EXCERPT TO READ:
◆ ◆ ◆ ◆ ◆

Time Estimate: 10 - 15 minutes
In this section you will create the SQS Processor Lambda function.
Make sure you are in N. Virginia region. Look for the Lambda service in the AWS Management console and click on the highlighted result to access the service.
Follow the same steps as previously. Select the python runtime as shown below and configure the execution role to be the IAM role that that was created with CloudFormation when you were setting up the project. Click Create function.
Copy the code below. The code will pick up a message in the Sync SQS queue, call Textract to process a document and then update the DynamoDB Documents and Outputs table as soon as a document has been processed.
import boto3
from decimal import Decimal
import json
import os
from helper import AwsHelper, S3Helper, DynamoDBHelper
from og import OutputGenerator
import datastore
def callTextract(bucketName, objectName, detectText, detectForms, detectTables):
textract = AwsHelper().getClient('textract')
if(not detectForms and not detectTables):
response = textract.detect_document_text(
Document={
'S3Object': {
'Bucket': bucketName,
'Name': objectName
}
}
)
else:
features = []
if(detectTables):
features.append("TABLES")

◆ ◆ ◆ ◆ ◆

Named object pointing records
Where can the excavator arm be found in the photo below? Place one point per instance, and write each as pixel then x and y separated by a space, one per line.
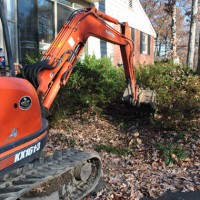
pixel 58 62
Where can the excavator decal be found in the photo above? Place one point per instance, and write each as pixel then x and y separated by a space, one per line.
pixel 25 104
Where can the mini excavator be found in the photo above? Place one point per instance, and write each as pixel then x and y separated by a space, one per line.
pixel 24 106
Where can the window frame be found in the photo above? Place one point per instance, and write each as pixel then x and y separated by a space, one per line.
pixel 130 3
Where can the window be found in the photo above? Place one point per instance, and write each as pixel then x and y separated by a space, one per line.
pixel 45 21
pixel 63 14
pixel 130 3
pixel 144 43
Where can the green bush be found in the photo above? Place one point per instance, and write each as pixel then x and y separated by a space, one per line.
pixel 178 92
pixel 93 84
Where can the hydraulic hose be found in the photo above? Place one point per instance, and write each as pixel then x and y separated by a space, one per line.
pixel 7 39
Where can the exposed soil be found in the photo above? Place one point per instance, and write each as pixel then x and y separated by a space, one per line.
pixel 132 153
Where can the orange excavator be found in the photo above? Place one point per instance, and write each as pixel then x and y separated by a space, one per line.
pixel 25 104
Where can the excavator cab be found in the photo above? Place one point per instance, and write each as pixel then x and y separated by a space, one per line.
pixel 23 131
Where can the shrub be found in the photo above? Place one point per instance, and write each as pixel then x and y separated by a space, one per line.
pixel 178 92
pixel 93 84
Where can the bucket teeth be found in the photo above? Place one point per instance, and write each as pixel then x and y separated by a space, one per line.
pixel 145 98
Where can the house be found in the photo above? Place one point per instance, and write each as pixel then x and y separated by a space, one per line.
pixel 34 24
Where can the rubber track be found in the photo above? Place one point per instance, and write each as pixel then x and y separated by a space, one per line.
pixel 23 180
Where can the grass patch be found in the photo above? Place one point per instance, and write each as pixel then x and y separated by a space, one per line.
pixel 113 149
pixel 172 153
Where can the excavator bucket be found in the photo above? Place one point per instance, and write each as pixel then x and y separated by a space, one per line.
pixel 146 99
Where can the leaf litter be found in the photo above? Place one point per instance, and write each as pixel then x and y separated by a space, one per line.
pixel 142 170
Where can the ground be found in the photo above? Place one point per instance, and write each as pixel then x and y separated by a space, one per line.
pixel 134 154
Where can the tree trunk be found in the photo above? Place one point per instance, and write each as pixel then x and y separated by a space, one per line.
pixel 198 65
pixel 191 45
pixel 174 34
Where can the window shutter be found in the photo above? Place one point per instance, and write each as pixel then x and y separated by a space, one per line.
pixel 149 44
pixel 141 42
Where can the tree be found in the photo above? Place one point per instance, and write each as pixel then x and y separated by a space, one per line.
pixel 171 22
pixel 191 45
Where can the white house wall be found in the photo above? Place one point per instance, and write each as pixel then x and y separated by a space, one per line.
pixel 119 9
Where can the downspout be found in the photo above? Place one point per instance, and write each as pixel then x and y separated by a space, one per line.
pixel 7 39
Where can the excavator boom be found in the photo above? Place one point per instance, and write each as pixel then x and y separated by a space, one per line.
pixel 23 123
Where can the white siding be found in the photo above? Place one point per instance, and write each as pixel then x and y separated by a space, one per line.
pixel 94 47
pixel 136 17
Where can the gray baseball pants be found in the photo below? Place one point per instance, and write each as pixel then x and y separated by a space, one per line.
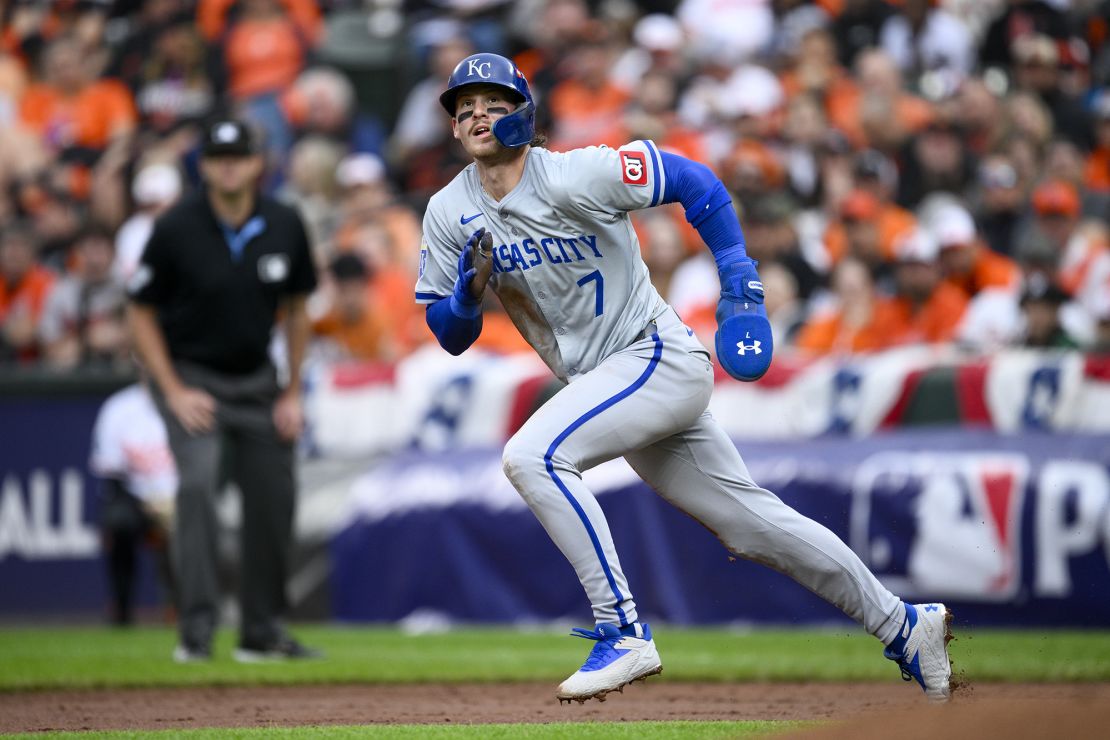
pixel 647 403
pixel 245 444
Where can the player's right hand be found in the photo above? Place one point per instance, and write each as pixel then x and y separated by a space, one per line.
pixel 744 340
pixel 475 266
pixel 194 409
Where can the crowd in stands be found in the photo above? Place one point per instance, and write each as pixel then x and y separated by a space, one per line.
pixel 911 171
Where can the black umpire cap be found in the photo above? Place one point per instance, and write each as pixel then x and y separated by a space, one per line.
pixel 229 138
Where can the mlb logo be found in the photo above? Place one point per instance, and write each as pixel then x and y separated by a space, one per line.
pixel 941 525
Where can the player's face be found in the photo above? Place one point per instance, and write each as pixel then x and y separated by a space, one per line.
pixel 230 175
pixel 476 109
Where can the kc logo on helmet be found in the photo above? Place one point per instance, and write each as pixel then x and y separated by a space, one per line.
pixel 941 524
pixel 475 67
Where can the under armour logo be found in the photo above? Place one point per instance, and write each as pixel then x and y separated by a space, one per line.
pixel 482 69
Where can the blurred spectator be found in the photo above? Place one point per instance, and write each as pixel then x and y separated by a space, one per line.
pixel 385 234
pixel 322 102
pixel 1001 202
pixel 880 113
pixel 70 110
pixel 312 189
pixel 1057 208
pixel 420 123
pixel 804 132
pixel 657 47
pixel 1037 70
pixel 773 237
pixel 23 289
pixel 586 103
pixel 82 321
pixel 849 325
pixel 1097 172
pixel 172 82
pixel 142 29
pixel 965 261
pixel 786 311
pixel 1019 19
pixel 154 189
pixel 727 32
pixel 867 230
pixel 661 242
pixel 924 307
pixel 264 43
pixel 138 480
pixel 353 325
pixel 979 114
pixel 1040 306
pixel 926 38
pixel 936 161
pixel 858 26
pixel 652 114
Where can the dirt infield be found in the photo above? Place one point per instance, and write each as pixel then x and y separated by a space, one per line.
pixel 992 710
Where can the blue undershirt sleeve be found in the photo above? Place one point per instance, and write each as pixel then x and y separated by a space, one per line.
pixel 455 325
pixel 705 199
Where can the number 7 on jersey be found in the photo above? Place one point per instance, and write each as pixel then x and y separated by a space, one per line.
pixel 599 297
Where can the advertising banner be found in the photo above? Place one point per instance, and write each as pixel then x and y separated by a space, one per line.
pixel 1007 529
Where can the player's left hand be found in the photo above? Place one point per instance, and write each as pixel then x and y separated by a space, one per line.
pixel 744 340
pixel 289 415
pixel 475 267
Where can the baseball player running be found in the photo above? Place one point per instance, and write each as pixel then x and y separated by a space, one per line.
pixel 550 233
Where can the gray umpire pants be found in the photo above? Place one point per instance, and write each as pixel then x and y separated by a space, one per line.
pixel 261 463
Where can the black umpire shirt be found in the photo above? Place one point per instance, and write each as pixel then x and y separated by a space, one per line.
pixel 215 290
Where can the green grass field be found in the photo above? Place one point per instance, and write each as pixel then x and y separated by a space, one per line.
pixel 62 658
pixel 36 658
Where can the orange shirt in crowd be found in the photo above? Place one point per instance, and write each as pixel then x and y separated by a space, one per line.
pixel 364 340
pixel 404 317
pixel 31 291
pixel 1097 175
pixel 584 115
pixel 262 54
pixel 892 221
pixel 991 270
pixel 829 333
pixel 936 321
pixel 90 119
pixel 212 17
pixel 262 57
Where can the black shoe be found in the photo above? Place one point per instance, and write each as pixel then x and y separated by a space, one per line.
pixel 284 648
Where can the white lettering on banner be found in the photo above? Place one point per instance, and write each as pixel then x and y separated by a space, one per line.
pixel 1085 489
pixel 964 529
pixel 29 530
pixel 962 538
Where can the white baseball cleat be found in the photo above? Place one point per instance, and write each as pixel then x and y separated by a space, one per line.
pixel 927 631
pixel 615 661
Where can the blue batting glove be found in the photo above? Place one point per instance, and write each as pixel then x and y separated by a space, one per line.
pixel 467 270
pixel 744 341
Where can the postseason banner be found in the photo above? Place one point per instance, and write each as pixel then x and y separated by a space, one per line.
pixel 1007 529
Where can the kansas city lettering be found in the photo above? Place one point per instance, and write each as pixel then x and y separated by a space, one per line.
pixel 555 250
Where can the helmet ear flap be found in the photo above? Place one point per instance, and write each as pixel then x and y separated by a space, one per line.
pixel 517 128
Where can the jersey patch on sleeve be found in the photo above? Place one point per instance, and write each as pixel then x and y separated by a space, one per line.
pixel 633 168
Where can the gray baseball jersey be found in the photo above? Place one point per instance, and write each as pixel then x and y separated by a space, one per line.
pixel 566 261
pixel 568 272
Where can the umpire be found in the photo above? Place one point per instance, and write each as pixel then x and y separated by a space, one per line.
pixel 219 270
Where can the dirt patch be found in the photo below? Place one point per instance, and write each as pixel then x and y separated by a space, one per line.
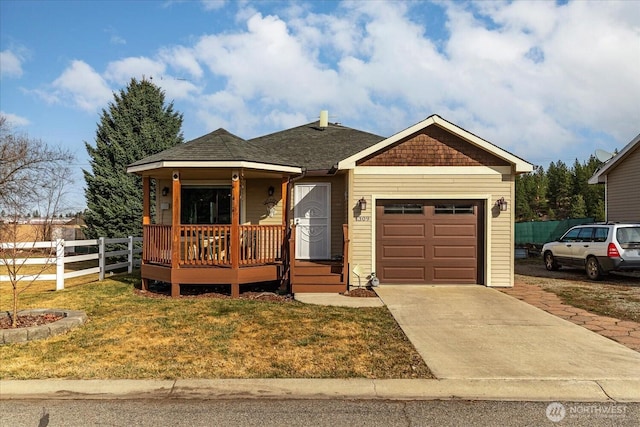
pixel 616 295
pixel 26 321
pixel 361 293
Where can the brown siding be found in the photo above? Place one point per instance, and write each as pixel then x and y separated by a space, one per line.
pixel 433 146
pixel 623 202
pixel 256 194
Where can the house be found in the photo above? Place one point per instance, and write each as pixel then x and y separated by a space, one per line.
pixel 322 205
pixel 620 176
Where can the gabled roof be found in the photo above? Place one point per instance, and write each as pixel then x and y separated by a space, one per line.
pixel 219 148
pixel 519 164
pixel 599 176
pixel 316 148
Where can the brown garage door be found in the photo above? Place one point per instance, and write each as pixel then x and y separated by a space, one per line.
pixel 420 241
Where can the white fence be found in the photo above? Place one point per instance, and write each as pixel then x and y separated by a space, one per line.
pixel 60 259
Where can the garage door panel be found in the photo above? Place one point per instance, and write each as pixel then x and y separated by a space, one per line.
pixel 454 230
pixel 437 246
pixel 454 274
pixel 403 252
pixel 403 230
pixel 454 252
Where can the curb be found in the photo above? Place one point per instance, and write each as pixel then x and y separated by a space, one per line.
pixel 358 389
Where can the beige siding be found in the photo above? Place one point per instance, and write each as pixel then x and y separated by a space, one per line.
pixel 488 186
pixel 623 202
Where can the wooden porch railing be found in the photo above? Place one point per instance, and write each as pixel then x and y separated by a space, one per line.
pixel 211 244
pixel 156 244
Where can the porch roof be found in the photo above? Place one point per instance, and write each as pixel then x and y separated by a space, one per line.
pixel 219 148
pixel 519 165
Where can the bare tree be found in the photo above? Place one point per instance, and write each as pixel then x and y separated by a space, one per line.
pixel 32 175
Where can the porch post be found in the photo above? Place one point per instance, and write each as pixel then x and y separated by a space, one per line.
pixel 235 231
pixel 285 202
pixel 175 229
pixel 146 219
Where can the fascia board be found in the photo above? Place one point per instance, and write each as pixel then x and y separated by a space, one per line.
pixel 520 166
pixel 213 165
pixel 598 176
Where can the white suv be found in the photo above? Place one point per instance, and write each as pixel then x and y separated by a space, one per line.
pixel 598 248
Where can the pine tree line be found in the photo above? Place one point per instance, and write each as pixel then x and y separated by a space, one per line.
pixel 136 124
pixel 560 193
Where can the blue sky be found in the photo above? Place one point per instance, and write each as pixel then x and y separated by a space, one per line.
pixel 545 80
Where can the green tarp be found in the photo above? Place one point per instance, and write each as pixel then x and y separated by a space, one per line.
pixel 541 232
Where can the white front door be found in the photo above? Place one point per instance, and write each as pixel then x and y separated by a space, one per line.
pixel 312 215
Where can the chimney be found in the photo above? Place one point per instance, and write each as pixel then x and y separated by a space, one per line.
pixel 324 118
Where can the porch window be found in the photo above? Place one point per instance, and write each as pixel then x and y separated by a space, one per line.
pixel 205 205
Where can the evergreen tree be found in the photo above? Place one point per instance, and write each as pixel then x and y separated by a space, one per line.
pixel 578 207
pixel 560 189
pixel 135 125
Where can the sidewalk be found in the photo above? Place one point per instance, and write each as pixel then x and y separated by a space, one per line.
pixel 363 389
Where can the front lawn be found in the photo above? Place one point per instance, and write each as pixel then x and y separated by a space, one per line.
pixel 135 336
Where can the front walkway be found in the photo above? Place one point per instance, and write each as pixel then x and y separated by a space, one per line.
pixel 622 331
pixel 474 332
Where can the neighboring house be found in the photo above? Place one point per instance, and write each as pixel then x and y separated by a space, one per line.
pixel 620 176
pixel 322 205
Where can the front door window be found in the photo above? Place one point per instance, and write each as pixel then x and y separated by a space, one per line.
pixel 206 205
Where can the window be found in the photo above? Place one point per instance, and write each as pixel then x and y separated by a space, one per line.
pixel 585 234
pixel 205 205
pixel 403 208
pixel 454 209
pixel 572 235
pixel 600 234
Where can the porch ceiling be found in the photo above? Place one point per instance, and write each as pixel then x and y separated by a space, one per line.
pixel 213 173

◆ ◆ ◆ ◆ ◆

REQUIRED TASKS:
1. According to the Lambda function tutorial, which AWS region should you be in?
2. Do these statements agree with the Lambda function tutorial? Answer yes or no for each and quote the deciding words. (a) The section takes about 10 to 15 minutes. (b) The runtime to choose is Node.js. (c) The code picks up a message from the Sync SQS queue.

RESULTS FOR EACH TASK:
1. N. Virginia.

2.
(a) Yes: "Time Estimate: 10 - 15 minutes"
(b) No: "Select the python runtime as shown below"
(c) Yes: "The code will pick up a message in the Sync SQS queue"